**Written exercise**
Return each entry exactly, with none missing.

::: Source material :::

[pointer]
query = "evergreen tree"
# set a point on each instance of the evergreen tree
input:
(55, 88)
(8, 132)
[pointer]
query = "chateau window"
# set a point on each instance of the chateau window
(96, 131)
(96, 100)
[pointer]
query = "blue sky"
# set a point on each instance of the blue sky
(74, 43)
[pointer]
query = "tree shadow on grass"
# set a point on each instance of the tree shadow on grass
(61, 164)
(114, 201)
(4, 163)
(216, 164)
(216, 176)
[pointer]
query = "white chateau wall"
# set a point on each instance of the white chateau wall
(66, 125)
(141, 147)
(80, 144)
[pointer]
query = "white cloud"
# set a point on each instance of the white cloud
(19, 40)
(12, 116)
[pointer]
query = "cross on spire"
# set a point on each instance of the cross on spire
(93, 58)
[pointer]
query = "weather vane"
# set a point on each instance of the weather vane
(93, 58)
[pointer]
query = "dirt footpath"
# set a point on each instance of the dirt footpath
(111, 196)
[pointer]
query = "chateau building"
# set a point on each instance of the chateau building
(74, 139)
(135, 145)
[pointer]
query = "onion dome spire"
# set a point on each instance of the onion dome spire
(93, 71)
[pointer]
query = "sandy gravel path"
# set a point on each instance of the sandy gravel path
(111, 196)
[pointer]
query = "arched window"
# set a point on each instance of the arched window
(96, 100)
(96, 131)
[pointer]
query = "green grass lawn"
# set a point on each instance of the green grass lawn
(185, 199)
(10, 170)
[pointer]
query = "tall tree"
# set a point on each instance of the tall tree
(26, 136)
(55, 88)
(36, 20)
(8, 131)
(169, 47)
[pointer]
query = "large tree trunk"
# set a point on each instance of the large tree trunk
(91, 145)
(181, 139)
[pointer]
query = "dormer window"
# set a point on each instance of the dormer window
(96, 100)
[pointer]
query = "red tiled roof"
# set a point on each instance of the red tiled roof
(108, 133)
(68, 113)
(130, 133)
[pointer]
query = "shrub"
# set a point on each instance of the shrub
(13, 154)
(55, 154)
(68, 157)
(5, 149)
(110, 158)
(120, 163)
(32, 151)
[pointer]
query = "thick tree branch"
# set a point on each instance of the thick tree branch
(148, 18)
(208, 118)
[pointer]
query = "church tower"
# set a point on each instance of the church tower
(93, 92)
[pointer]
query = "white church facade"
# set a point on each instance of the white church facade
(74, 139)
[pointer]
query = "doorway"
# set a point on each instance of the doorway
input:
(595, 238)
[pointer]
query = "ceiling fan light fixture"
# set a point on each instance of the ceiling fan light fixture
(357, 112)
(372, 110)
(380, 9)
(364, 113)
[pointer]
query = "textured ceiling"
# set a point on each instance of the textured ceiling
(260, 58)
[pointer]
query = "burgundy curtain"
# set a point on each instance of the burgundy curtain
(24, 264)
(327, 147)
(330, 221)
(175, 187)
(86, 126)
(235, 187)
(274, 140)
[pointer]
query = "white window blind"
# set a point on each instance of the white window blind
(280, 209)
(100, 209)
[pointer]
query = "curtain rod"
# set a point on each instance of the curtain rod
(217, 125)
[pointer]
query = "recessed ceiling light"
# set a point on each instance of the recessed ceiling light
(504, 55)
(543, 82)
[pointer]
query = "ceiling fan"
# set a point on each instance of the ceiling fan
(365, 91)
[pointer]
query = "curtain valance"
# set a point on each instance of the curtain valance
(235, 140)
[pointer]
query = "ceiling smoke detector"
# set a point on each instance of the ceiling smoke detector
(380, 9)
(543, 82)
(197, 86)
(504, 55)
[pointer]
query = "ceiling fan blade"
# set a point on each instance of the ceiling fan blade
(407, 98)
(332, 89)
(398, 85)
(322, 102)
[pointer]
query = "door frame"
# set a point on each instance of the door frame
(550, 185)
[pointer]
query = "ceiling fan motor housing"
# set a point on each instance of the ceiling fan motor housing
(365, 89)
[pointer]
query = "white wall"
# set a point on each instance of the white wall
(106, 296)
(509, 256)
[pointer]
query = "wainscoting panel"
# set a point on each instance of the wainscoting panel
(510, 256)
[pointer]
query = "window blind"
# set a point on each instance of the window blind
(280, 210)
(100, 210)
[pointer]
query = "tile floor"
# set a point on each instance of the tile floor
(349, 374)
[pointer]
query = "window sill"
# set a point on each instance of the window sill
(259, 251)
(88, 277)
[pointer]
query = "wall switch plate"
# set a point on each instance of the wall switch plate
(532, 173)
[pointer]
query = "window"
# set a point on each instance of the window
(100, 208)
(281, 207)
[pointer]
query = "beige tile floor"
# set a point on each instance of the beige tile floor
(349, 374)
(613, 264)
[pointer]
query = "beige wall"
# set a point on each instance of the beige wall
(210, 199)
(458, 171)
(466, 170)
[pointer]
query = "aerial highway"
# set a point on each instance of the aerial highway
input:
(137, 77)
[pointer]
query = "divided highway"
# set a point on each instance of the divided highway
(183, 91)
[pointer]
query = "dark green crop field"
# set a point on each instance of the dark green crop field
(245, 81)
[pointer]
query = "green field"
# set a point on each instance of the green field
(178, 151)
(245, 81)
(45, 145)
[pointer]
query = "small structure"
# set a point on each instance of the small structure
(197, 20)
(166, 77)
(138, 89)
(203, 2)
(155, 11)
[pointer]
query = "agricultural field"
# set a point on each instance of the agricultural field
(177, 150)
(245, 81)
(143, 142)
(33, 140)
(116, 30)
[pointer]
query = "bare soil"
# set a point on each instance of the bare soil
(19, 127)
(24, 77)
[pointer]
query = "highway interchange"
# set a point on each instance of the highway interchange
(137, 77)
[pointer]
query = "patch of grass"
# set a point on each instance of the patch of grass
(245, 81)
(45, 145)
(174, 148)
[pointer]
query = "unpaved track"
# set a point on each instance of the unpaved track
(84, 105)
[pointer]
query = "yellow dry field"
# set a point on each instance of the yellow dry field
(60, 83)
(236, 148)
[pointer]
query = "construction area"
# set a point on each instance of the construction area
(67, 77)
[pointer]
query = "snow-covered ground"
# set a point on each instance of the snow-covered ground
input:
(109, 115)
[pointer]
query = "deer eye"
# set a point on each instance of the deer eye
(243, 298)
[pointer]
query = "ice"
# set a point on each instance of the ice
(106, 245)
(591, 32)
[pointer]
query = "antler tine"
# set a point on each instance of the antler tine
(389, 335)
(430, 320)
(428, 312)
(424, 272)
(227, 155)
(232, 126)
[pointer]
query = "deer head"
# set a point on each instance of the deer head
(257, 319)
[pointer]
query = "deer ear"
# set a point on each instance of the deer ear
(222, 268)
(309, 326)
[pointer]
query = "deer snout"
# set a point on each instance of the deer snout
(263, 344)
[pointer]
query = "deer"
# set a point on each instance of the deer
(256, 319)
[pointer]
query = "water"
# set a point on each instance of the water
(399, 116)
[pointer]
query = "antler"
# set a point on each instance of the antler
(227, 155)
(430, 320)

:::

**Task output**
[pointer]
query = "evergreen tree"
# set a point on each instance of the evergreen tree
input:
(55, 88)
(8, 132)
[pointer]
query = "chateau window"
# set a point on each instance of the chateau window
(96, 131)
(96, 100)
[pointer]
query = "blue sky"
# set a point on each instance of the blue sky
(74, 43)
[pointer]
query = "tree shadow on grass"
# set a point on each instance of the tree shadow on grass
(61, 164)
(114, 201)
(4, 163)
(216, 164)
(216, 176)
[pointer]
query = "white chateau wall"
# set a point on each instance of the white chateau wall
(66, 125)
(141, 147)
(80, 144)
[pointer]
query = "white cloud"
# set a point on each instance of the white cloud
(19, 40)
(12, 116)
[pointer]
query = "cross on spire"
# set a point on each instance of the cross on spire
(93, 58)
[pointer]
query = "weather vane"
# set a point on each instance of the weather vane
(93, 58)
[pointer]
query = "dirt footpath"
# set a point on each instance of the dirt footpath
(111, 196)
[pointer]
query = "chateau building"
# set a point on each instance of the chateau building
(74, 139)
(135, 145)
[pointer]
query = "onion dome spire"
# set a point on each instance of the onion dome spire
(93, 71)
[pointer]
query = "sandy gravel path"
# set a point on each instance of the sandy gravel path
(111, 196)
[pointer]
query = "arched window"
# set a point on each instance of the arched window
(96, 100)
(96, 131)
[pointer]
query = "green grass lawn"
# set a point on each instance of the green grass lawn
(185, 199)
(10, 170)
[pointer]
query = "tall tree"
# set a point on each instance of the tall tree
(26, 136)
(55, 88)
(36, 20)
(8, 131)
(169, 47)
[pointer]
query = "large tree trunk"
# set a point on each instance of the large tree trunk
(91, 145)
(181, 139)
[pointer]
query = "dormer window"
# set a point on each instance of the dormer window
(96, 100)
[pointer]
query = "red tiled roof"
# set a point on each instance of the red tiled roof
(108, 133)
(68, 113)
(130, 133)
[pointer]
query = "shrub"
# set a point on each instance of the shrub
(13, 154)
(55, 154)
(68, 157)
(5, 149)
(110, 158)
(120, 163)
(32, 151)
[pointer]
query = "thick tree branch"
# set a point on each instance of the thick tree branch
(148, 18)
(208, 118)
[pointer]
query = "church tower"
# set a point on each instance of the church tower
(93, 92)
[pointer]
query = "white church facade"
# set a point on each instance of the white church facade
(74, 139)
[pointer]
query = "doorway"
# set a point on each instance of the doorway
input:
(595, 238)
[pointer]
query = "ceiling fan light fixture"
# set a point on each instance of the ceiling fan light fixture
(357, 112)
(372, 110)
(380, 9)
(364, 113)
[pointer]
query = "textured ceiling"
# set a point on each instance of the textured ceiling
(260, 58)
[pointer]
query = "burgundy curtain"
# set a point on each instance of the burgundy curtain
(24, 264)
(327, 147)
(330, 221)
(175, 187)
(86, 126)
(235, 187)
(274, 140)
[pointer]
query = "white window blind"
# set a point on each instance of the white window blind
(280, 209)
(100, 209)
[pointer]
query = "curtain rod"
# set a point on each instance of the curtain rod
(217, 125)
[pointer]
query = "recessed ceiling light"
# set a point on each instance of the recessed ceiling light
(504, 55)
(543, 82)
[pointer]
query = "ceiling fan"
# set a point on each instance of the ceiling fan
(365, 91)
[pointer]
query = "curtain valance"
# set a point on each instance of the curtain valance
(235, 140)
[pointer]
query = "ceiling smoke detector"
# set a point on each instance of the ceiling smoke detector
(380, 9)
(543, 82)
(197, 86)
(504, 55)
[pointer]
query = "ceiling fan blade"
# set a point on each instance of the ceiling fan blade
(407, 98)
(332, 89)
(398, 85)
(322, 102)
[pointer]
query = "door frame"
# set a point on each instance of the door frame
(550, 185)
[pointer]
query = "ceiling fan motor housing"
# set a point on each instance of the ceiling fan motor housing
(365, 89)
[pointer]
query = "white wall"
# set a point on each instance of the white wall
(106, 296)
(509, 256)
[pointer]
query = "wainscoting panel"
# set a point on each instance of the wainscoting panel
(510, 256)
[pointer]
query = "window blind"
# set a point on each instance of the window blind
(280, 210)
(100, 210)
[pointer]
query = "tile floor"
# set a point on each instance of the tile floor
(349, 374)
[pointer]
query = "window sill"
# set a point on each instance of the window sill
(259, 251)
(88, 277)
[pointer]
query = "wall switch plate"
# set a point on each instance of the wall switch plate
(532, 173)
[pointer]
query = "window"
# set a point on each instance of the window
(100, 208)
(281, 207)
[pointer]
query = "beige tile floor"
# set a point on each instance of the beige tile floor
(349, 374)
(613, 264)
[pointer]
query = "beige wall"
# set a point on each instance of the beige wall
(210, 199)
(458, 171)
(466, 170)
[pointer]
query = "aerial highway"
# set a point on each instance of the aerial highway
input:
(137, 77)
[pointer]
query = "divided highway"
# set a point on each instance of the divided highway
(183, 91)
[pointer]
query = "dark green crop field"
# set a point on each instance of the dark green crop field
(245, 81)
[pointer]
query = "green field"
# set a point on each instance of the green field
(178, 151)
(245, 81)
(45, 145)
[pointer]
query = "small structure"
# set a point on each instance of the small structure
(197, 20)
(166, 77)
(138, 89)
(203, 2)
(155, 11)
[pointer]
query = "agricultural field"
# set a point on each instance of the agricultural field
(177, 150)
(245, 81)
(143, 142)
(33, 140)
(116, 30)
[pointer]
query = "bare soil"
# set a point on each instance of the bare soil
(19, 127)
(24, 77)
[pointer]
query = "highway interchange"
# set a point on each instance of the highway interchange
(137, 77)
[pointer]
query = "patch of grass"
# set a point on each instance of the patch of grass
(245, 81)
(45, 145)
(174, 148)
[pointer]
query = "unpaved track"
# set a point on each instance of the unpaved track
(84, 105)
[pointer]
query = "yellow dry field"
# set a point on each instance of the yellow dry field
(60, 83)
(236, 148)
[pointer]
query = "construction area"
# set a point on each instance of the construction area
(67, 77)
[pointer]
query = "snow-covered ground"
# set a point on each instance of the snow-covered ground
input:
(109, 115)
[pointer]
query = "deer eye"
# set a point on each instance of the deer eye
(243, 298)
[pointer]
query = "ice"
# set a point on each instance of the ice
(106, 245)
(591, 32)
[pointer]
query = "antler tine"
# set a point on each instance of the antler tine
(389, 335)
(430, 320)
(428, 312)
(424, 272)
(227, 155)
(232, 126)
[pointer]
query = "deer head"
# set a point on each instance of the deer head
(257, 319)
[pointer]
query = "deer ear"
# set a point on each instance of the deer ear
(222, 268)
(309, 326)
[pointer]
query = "deer snout"
# set a point on each instance of the deer snout
(263, 344)
[pointer]
query = "deer"
# set a point on each instance of the deer
(256, 319)
[pointer]
query = "water"
# set a point on each instance of the water
(399, 116)
[pointer]
query = "antler"
# set a point on each instance of the antler
(227, 155)
(430, 320)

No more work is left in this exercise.